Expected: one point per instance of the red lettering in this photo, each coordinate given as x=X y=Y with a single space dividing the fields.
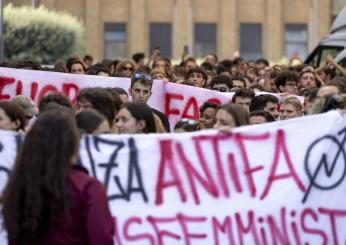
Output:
x=241 y=228
x=167 y=162
x=310 y=212
x=225 y=227
x=4 y=81
x=191 y=104
x=191 y=172
x=70 y=89
x=248 y=171
x=332 y=217
x=45 y=90
x=34 y=88
x=168 y=98
x=183 y=220
x=275 y=232
x=19 y=88
x=280 y=146
x=161 y=233
x=142 y=236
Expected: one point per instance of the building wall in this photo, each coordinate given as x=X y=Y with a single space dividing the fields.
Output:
x=273 y=15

○ ○ ○

_AIM:_
Recast every line of the items above as a Markdown table with two columns, Row and Line, giving each line its own numbered row and skipping blank lines. Leave the pictures out of the table.

_EXPECTED OUTPUT:_
| Row | Line |
|---|---|
| 1 | Expected: one point per instance of the red lettering in this photo, each coordinate given as x=X y=Y with a single space dividing the fields. |
| 2 | Output: |
| 3 | x=241 y=228 |
| 4 | x=167 y=162 |
| 5 | x=310 y=212 |
| 6 | x=225 y=227 |
| 7 | x=4 y=81 |
| 8 | x=191 y=104 |
| 9 | x=191 y=172 |
| 10 | x=70 y=89 |
| 11 | x=248 y=171 |
| 12 | x=332 y=217 |
| 13 | x=45 y=90 |
| 14 | x=34 y=88 |
| 15 | x=168 y=98 |
| 16 | x=183 y=220 |
| 17 | x=275 y=232 |
| 18 | x=19 y=88 |
| 19 | x=280 y=146 |
| 20 | x=161 y=233 |
| 21 | x=142 y=236 |
| 22 | Expected: one point per instance of the building wall in this photo, each coordinate given as x=X y=Y with a single space dividing the fields. |
| 23 | Output: |
| 24 | x=273 y=15 |